◆ **Task prompt**: Add 28 to every coordinate value in the answers across the stretch from the line containing "the bicycle with" through the end of the entries, both ends inclusive. Write that stretch out again in full, requests included.

•••

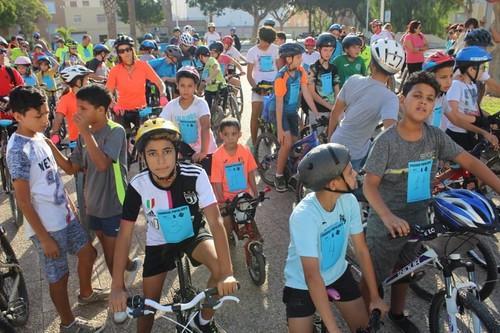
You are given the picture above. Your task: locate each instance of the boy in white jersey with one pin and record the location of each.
(52, 226)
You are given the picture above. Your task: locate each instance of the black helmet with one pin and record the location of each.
(217, 46)
(478, 37)
(322, 164)
(351, 40)
(325, 40)
(291, 49)
(202, 50)
(188, 71)
(123, 40)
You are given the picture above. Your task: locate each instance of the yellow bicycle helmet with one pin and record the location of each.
(154, 127)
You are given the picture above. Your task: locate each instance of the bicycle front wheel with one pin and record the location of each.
(472, 316)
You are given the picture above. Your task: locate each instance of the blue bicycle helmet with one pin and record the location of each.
(464, 210)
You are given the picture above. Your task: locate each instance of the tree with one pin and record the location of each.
(148, 12)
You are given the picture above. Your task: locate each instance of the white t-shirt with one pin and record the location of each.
(32, 160)
(211, 37)
(188, 121)
(309, 59)
(264, 62)
(466, 96)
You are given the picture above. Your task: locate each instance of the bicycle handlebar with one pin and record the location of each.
(137, 305)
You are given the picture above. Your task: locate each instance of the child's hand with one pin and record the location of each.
(50, 247)
(396, 226)
(118, 300)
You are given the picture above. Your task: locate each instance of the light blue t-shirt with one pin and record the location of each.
(163, 68)
(314, 232)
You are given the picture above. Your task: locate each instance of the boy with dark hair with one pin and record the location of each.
(399, 172)
(101, 151)
(52, 225)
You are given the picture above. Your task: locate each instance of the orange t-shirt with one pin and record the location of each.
(232, 170)
(131, 87)
(67, 106)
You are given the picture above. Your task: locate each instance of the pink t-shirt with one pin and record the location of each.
(418, 41)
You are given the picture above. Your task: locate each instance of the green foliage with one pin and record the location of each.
(147, 12)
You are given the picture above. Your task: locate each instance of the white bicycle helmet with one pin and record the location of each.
(22, 60)
(186, 39)
(70, 73)
(388, 54)
(464, 210)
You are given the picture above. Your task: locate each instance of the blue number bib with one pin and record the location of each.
(436, 116)
(266, 63)
(176, 224)
(235, 176)
(419, 180)
(326, 84)
(331, 243)
(189, 131)
(293, 93)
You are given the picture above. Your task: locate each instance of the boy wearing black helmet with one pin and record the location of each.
(320, 227)
(350, 63)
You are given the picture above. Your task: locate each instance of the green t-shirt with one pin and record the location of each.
(208, 71)
(347, 68)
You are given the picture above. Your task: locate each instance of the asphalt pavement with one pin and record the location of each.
(260, 308)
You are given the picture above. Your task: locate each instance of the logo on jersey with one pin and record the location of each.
(190, 197)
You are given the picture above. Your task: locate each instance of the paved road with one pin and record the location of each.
(260, 309)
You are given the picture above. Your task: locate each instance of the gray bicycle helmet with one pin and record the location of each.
(322, 164)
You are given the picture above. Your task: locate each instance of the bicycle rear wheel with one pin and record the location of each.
(266, 155)
(469, 308)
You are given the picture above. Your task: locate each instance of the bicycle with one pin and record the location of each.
(242, 211)
(14, 302)
(7, 125)
(187, 301)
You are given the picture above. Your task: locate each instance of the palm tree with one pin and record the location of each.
(110, 7)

•••

◆ **Result of this task**:
You are given the picture above. Your task: locate each instance of the bicycle with one pin and record the location of each.
(270, 239)
(42, 330)
(35, 153)
(215, 329)
You are given the picture above. Your task: locate each instance of the palm tree with one pin and record the location of each.
(138, 35)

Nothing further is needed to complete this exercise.